__Problem to solve__.
Extract, verbatim, all lines starting at the one containing "In the photo above, where can the container floor" and ending with the final line of the listing, and no others.
════════════════
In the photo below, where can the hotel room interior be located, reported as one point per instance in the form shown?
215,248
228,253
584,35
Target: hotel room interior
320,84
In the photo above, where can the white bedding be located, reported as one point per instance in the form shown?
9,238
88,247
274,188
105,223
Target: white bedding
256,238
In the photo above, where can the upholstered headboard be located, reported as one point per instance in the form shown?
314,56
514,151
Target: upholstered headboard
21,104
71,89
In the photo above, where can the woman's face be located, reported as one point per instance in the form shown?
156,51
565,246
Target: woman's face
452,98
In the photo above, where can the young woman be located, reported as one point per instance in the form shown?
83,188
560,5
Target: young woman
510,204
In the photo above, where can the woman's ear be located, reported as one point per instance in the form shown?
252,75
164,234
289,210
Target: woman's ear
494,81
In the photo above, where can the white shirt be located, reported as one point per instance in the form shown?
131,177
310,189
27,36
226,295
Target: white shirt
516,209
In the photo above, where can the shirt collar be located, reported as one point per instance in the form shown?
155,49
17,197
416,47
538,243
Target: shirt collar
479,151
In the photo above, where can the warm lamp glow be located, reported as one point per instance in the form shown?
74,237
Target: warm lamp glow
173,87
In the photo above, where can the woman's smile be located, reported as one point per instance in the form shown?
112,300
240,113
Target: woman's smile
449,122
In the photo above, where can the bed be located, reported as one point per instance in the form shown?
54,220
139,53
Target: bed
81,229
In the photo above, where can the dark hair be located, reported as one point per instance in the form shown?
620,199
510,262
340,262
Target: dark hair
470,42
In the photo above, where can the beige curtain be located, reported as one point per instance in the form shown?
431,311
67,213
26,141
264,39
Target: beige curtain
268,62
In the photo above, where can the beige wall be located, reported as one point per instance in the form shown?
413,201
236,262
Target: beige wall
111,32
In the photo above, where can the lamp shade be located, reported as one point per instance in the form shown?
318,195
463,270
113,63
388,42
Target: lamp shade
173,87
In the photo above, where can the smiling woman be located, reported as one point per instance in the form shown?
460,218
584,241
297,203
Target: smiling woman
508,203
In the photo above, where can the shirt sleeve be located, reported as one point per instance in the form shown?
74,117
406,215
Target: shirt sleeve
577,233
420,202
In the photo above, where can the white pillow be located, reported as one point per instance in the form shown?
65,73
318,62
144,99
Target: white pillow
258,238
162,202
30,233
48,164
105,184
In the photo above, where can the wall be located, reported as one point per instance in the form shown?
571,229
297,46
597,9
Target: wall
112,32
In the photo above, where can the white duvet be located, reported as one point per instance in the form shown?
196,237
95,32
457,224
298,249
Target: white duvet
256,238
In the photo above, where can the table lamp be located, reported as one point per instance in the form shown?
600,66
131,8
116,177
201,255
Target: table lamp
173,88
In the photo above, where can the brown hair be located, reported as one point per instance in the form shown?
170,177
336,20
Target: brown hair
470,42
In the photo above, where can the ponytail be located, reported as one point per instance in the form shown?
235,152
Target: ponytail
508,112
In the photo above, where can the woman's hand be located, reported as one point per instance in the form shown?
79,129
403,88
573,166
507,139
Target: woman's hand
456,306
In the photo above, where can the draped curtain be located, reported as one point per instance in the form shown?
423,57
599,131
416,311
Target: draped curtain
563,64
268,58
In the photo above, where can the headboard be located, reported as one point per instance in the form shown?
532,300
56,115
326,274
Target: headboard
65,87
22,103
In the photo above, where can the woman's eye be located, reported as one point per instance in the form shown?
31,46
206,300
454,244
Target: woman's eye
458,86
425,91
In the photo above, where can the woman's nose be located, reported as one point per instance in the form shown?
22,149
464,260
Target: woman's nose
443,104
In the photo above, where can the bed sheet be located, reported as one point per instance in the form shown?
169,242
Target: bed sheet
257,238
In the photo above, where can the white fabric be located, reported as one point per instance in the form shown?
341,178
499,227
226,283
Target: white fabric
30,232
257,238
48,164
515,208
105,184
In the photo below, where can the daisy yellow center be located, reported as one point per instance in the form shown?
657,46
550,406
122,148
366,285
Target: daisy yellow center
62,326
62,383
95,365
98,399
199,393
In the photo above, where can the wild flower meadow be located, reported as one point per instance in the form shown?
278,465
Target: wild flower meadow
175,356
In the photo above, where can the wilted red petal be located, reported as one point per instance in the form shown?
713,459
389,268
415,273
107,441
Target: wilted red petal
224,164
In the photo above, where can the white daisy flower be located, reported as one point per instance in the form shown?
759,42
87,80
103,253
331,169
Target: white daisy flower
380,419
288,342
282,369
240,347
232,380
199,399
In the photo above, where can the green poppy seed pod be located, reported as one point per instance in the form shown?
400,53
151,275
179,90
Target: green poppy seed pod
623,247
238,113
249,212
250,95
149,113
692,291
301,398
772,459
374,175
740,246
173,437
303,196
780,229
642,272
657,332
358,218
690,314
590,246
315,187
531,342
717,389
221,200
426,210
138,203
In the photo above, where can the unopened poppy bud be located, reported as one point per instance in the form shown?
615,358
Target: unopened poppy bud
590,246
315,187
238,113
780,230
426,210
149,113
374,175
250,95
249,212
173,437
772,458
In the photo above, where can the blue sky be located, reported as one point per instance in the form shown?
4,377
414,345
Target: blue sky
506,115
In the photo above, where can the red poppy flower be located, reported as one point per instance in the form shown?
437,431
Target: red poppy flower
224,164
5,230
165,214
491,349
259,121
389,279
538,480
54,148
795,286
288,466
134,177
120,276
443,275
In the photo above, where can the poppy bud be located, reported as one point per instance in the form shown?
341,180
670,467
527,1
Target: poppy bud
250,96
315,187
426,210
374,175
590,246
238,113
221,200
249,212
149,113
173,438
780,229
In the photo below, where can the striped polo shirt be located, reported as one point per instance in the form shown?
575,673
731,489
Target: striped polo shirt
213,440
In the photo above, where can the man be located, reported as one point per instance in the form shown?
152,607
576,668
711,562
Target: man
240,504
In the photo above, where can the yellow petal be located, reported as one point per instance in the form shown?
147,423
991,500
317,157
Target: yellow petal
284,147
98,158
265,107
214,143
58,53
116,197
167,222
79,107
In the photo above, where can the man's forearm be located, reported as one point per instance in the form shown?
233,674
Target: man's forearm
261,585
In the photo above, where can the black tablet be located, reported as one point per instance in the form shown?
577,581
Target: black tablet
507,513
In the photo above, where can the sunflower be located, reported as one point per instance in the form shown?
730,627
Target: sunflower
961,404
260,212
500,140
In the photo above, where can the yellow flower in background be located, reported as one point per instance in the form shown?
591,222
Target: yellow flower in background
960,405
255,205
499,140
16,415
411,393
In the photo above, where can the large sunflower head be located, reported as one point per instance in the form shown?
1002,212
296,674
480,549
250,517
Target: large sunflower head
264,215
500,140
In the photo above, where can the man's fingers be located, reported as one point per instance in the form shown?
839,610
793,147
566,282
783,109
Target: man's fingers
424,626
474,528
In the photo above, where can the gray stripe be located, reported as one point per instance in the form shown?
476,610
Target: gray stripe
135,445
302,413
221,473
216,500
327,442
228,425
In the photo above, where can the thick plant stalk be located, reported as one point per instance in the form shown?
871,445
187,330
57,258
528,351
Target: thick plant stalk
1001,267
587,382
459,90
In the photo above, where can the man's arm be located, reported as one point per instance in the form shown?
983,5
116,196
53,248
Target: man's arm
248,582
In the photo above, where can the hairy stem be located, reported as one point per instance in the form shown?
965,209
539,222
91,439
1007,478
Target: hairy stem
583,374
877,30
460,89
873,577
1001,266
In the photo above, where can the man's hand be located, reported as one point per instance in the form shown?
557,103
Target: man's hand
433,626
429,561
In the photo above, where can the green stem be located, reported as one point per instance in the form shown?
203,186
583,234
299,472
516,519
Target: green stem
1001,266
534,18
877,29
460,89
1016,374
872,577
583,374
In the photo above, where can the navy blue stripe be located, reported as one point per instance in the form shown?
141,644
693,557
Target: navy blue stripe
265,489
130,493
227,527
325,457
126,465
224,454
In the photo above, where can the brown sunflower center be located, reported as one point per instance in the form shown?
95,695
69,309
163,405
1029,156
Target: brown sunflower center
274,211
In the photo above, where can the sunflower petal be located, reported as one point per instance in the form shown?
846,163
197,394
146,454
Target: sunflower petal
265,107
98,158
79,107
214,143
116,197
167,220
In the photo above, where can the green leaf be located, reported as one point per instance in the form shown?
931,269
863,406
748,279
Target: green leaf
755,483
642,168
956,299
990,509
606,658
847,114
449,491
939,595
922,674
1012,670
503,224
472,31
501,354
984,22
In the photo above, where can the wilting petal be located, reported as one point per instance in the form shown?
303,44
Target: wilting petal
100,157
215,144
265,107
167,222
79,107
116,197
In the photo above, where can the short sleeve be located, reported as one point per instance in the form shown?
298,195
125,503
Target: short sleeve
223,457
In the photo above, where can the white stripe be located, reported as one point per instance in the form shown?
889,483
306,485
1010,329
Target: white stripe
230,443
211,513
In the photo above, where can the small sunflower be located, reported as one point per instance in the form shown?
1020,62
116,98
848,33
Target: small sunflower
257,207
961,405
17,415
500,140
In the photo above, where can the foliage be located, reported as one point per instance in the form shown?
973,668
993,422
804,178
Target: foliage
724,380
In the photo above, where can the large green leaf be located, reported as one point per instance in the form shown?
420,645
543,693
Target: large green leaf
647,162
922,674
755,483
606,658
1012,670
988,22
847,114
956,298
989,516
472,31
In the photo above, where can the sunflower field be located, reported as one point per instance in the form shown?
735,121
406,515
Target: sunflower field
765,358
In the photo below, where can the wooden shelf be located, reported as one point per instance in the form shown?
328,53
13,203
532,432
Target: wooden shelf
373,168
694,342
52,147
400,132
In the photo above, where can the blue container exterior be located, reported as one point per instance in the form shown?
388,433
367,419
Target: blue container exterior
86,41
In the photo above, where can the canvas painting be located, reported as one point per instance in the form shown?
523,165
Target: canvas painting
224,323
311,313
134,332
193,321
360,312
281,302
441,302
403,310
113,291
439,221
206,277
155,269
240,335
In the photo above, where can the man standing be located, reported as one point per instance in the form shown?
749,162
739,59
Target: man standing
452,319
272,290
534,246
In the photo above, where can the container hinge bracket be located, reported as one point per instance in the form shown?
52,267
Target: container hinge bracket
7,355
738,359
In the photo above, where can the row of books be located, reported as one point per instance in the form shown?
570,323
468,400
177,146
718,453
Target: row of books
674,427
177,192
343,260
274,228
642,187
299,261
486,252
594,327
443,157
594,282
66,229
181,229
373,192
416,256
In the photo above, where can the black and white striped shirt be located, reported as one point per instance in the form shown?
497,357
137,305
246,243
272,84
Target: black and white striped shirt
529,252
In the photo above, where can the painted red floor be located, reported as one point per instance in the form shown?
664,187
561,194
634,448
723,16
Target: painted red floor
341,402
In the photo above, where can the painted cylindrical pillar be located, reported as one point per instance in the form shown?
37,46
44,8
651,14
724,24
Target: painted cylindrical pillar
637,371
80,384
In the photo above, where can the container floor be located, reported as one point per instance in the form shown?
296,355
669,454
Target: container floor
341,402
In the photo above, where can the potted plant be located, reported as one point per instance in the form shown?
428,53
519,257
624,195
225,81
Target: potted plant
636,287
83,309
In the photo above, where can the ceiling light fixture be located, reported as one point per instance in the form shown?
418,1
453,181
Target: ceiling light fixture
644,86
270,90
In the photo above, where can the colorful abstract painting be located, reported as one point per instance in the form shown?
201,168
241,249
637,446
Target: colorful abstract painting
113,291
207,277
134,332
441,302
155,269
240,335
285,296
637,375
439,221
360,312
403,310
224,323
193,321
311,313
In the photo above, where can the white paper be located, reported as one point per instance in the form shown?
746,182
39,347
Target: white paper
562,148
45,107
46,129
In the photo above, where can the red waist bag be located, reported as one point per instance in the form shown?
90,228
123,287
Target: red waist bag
════════════════
__Solution to this exercise__.
In the photo above, where can the container floor be located, reported as one point per instance in the form shown?
296,355
669,454
Target: container floor
341,402
In the photo above, where can the potted plant be located, reported as one point per instance in the form shown?
428,53
519,257
624,195
225,81
Target: potted plant
636,287
83,309
In the photo above, where can the ceiling light fixture be located, reported as one point per instance in the form shown?
418,1
453,181
Target: ceiling light fixture
644,86
270,90
In the photo above, where can the colorful abstract painting be located, reported as one point per instance in the form shown?
201,168
241,249
637,446
Target: colorful abstract painting
113,291
207,277
134,332
441,302
155,269
240,335
285,296
637,375
439,221
360,312
403,310
224,323
193,321
311,313
In the photo above, where can the white paper be located, reported as one point per instance in the form shown?
746,182
39,347
Target: white paper
562,148
45,107
46,129
In the photo above, where can the red waist bag be located, reported as one point per instance in the form shown?
90,228
123,287
Target: red waist bag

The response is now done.